### Dataset rows
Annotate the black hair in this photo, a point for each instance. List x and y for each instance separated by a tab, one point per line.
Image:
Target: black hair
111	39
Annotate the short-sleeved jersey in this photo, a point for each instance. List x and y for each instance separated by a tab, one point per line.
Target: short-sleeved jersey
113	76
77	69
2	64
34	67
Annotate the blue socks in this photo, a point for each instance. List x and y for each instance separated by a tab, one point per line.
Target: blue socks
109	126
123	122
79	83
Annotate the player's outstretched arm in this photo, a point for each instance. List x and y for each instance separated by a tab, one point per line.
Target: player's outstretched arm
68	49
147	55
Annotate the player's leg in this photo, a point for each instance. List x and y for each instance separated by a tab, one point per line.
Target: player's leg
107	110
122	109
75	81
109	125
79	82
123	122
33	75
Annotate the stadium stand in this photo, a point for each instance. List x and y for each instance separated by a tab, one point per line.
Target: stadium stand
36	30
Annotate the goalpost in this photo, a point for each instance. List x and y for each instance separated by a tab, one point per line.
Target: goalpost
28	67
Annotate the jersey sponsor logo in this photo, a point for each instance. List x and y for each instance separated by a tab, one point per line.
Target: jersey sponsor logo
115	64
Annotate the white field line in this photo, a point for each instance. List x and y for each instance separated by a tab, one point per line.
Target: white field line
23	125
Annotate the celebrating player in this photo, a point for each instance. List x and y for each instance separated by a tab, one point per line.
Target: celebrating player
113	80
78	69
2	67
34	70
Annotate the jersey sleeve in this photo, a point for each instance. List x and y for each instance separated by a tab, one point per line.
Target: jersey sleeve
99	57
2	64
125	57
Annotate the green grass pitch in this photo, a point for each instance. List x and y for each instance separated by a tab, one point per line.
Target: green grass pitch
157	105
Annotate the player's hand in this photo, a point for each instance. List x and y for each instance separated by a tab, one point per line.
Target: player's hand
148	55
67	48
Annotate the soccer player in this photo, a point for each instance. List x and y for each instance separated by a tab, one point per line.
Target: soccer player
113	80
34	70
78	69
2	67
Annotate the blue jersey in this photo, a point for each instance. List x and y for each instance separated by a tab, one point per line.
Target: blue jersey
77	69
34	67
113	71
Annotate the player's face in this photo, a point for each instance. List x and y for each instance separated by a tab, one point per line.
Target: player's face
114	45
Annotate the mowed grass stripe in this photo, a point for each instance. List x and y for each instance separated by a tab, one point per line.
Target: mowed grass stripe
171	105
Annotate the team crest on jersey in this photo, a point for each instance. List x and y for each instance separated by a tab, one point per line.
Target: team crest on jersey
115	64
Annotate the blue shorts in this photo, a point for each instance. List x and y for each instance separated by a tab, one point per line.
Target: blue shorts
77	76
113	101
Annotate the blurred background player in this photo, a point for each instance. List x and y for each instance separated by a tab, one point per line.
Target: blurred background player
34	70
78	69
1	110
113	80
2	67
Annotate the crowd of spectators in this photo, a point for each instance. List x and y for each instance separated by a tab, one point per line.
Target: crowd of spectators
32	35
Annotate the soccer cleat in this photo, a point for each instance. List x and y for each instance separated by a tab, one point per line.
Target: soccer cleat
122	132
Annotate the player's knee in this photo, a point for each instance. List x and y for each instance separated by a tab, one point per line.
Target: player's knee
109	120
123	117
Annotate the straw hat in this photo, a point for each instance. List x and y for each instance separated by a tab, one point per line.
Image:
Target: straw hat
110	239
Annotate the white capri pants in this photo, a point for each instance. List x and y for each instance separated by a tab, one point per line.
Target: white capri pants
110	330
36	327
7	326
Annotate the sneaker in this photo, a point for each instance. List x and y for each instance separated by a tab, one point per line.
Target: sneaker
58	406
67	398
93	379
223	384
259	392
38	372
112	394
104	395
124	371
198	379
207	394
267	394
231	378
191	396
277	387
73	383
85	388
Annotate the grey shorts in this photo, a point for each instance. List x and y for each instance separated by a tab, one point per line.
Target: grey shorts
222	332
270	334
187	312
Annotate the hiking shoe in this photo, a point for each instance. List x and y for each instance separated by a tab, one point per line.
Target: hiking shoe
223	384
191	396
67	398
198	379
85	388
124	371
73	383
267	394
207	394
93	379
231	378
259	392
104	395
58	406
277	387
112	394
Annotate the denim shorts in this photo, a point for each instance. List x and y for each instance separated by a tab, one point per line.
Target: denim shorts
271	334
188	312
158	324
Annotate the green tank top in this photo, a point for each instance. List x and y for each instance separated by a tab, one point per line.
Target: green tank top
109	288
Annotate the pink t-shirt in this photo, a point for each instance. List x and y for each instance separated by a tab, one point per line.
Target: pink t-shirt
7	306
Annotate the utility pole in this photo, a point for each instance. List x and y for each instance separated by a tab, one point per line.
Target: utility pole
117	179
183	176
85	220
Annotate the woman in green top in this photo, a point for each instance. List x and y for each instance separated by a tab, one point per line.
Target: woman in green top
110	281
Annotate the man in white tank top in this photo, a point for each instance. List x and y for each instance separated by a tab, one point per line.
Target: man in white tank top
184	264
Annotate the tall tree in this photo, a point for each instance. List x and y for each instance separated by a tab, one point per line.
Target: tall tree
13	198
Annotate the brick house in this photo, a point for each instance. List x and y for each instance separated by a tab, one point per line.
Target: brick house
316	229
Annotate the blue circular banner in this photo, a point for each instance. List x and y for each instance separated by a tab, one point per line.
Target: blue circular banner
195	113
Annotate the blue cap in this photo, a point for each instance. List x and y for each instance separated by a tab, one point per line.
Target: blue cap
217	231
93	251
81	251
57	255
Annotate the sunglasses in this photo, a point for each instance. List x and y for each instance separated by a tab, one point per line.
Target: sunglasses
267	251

### Exercise
Go through the entries and repeat each one exactly.

### Response to this exercise
Annotate the black hair in this photo, a point for each instance. List x and y for each instance separated by a tab, one point per line.
Image:
Target: black hair
111	39
Annotate the short-sleeved jersey in this photo, a point for each instance. List x and y for each instance separated by a tab, one point per line.
Target: short-sleeved jersey
113	76
77	69
2	64
34	67
Annotate the blue socks in this photo, a point for each instance. List x and y for each instance separated by a tab, one point per line.
Target: blue socks
109	126
123	122
79	83
Annotate the player's outstretched arm in this photo, a point for each instance. List x and y for each instance separated by a tab, one point per line.
Target: player's outstretched arm
68	49
147	55
Annotate the player's leg in this photo, a point for each instance. List x and y for each instance separated by a tab, one point per line.
Target: player's leg
107	110
122	109
75	81
109	125
79	82
123	122
33	75
Annotate the stadium stand in this photo, a point for each instance. List x and y for each instance separated by a tab, one point per line.
Target: stadium stand
36	30
Annotate the goalpost in this photo, a point for each instance. List x and y for each instance separated by a tab, one point per line.
Target: goalpost
28	67
Annotate the jersey sponsor logo in this photo, a point for each instance. List x and y for each instance separated by a tab, one point per line.
Target: jersey sponsor logo
115	64
Annotate the white field line in this photo, a point for each instance. List x and y for each instance separated by a tab, one point per line.
Target: white field line
23	125
Annotate the celebrating player in this photo, a point for each instance. List x and y for each instance separated by a tab, one point per line.
Target: celebrating player
113	80
78	69
2	67
34	70
Annotate the jersey sleeve in this photo, a point for each instance. List x and y for each instance separated by a tab, one point per line.
Target: jersey sleeve
99	57
2	64
125	57
Annotate the green grass pitch in this photo, a point for each instance. List x and y for each instance separated by a tab, one point per line.
Target: green grass pitch
157	105
Annotate the player's hand in this photo, a point for each instance. List x and y for each instance separated by a tab, one point per line.
Target: player's hand
148	55
67	48
Annotate the soccer player in this photo, a point for each instance. List x and y for each instance separated by a tab, one point per line.
Target: soccer player
113	80
34	70
78	69
2	67
Annotate the blue jersey in this photo, a point for each instance. List x and y for each instance separated by a tab, one point per line.
Target: blue jersey
77	69
34	67
113	71
Annotate the player's face in this photo, a point for each instance. List x and y for each instance separated by a tab, one point per line.
Target: player's face
114	45
Annotate the mowed grass stripe in this photo, a point for each instance. List x and y for each instance separated by a tab, one point per line.
Target: mowed grass stripe
171	105
Annotate the team crest on jersey in this photo, a point for each instance. List x and y for each instance separated by a tab, one point per line.
Target: team crest on jersey
115	64
Annotate the blue shorts in this photo, a point for each instance. List x and y for each instance separated by a tab, one point per line.
Target: blue shorts
77	76
113	101
Annotate the blurred background player in this photo, a point for each instance. List x and y for each instance separated by a tab, one point per line.
Target: blurred background player
34	70
78	69
1	110
113	80
2	67
Annotate the crowd of spectators in this photo, a point for each instance. List x and y for each instance separated by a tab, one point per line.
Target: crowd of spectators
32	35
Annotate the soccer cleat in this photo, a point for each instance. List x and y for each instance separated by a tab, one point per line.
Target: soccer cleat
122	132
Annotate the player's knee in this photo, a point for each instance. List x and y for each instance separated by a tab, one point per line.
Target: player's knee
109	120
123	117
Annotate the straw hat in this photo, a point for each instance. List x and y for each instance separated by a tab, one point per line.
Image:
Target: straw hat
110	239
Annotate the white capri pants in this photo, a point for each instance. List x and y for each instance separated by a tab, one point per line.
Target: white capri pants
110	330
36	327
7	326
Annotate the sneaker in this photo, a point for each instance. List x and y for each instance separated by a tab, one point per line.
Target: sneaker
58	406
67	398
93	379
223	384
259	392
38	372
112	394
104	395
124	371
198	379
207	394
267	394
231	378
191	396
277	387
73	383
85	388
Annotate the grey shorts in this photo, a point for each instance. List x and y for each instance separated by a tab, one point per line.
Target: grey shorts
222	332
270	334
187	312
Annotate the hiking shoe in this photo, a point for each instance. List x and y for each instance separated by a tab, one point per line.
Target: hiking shoe
223	384
191	396
67	398
198	379
85	388
124	371
73	383
267	394
207	394
93	379
231	378
259	392
104	395
58	406
277	387
112	394
Annotate the denim shorts in this photo, a point for each instance. List x and y for each instance separated by a tab, one point per line.
Target: denim shorts
271	334
188	312
158	324
Annotate the green tank top in this photo, a point for each instance. List x and y for each instance separated by a tab, one point per line.
Target: green tank top
109	288
Annotate the pink t-shirt in this photo, a point for each instance. List x and y for each instance separated by a tab, one point per line.
Target: pink t-shirt
7	306
Annotate the utility pole in this photo, a point for each instance. List x and y for each instance separated by a tab, one point per line.
Target: utility pole
117	179
183	176
85	220
Annotate the woman in green top in this photo, a point for each instance. List x and y for each instance separated by a tab, one point per line.
Target: woman in green top
110	281
Annotate the man in white tank top in this photo, a point for each instance. List x and y for each instance separated by a tab, one point per line.
Target: man in white tank top
184	264
Annotate the tall tree in this photo, a point for each instance. List x and y for each instance separated by a tab, one point per line.
Target: tall tree
13	198
Annotate the brick house in this photo, a point for each instance. List x and y for each instance separated by a tab, one point per line.
Target: brick house
316	229
Annotate the blue circular banner in this photo, a point for each instance. List x and y for each instance separated by a tab, one point per line.
Target: blue circular banner
195	113
Annotate the blue cap in this photo, a point for each instance. List x and y for each instance separated by a tab, one point per line.
Target: blue cap
217	231
93	251
81	251
57	255
Annotate the sunglasses in this photo, a point for each instance. List x and y for each instance separated by a tab, one point per line.
Target: sunglasses
267	251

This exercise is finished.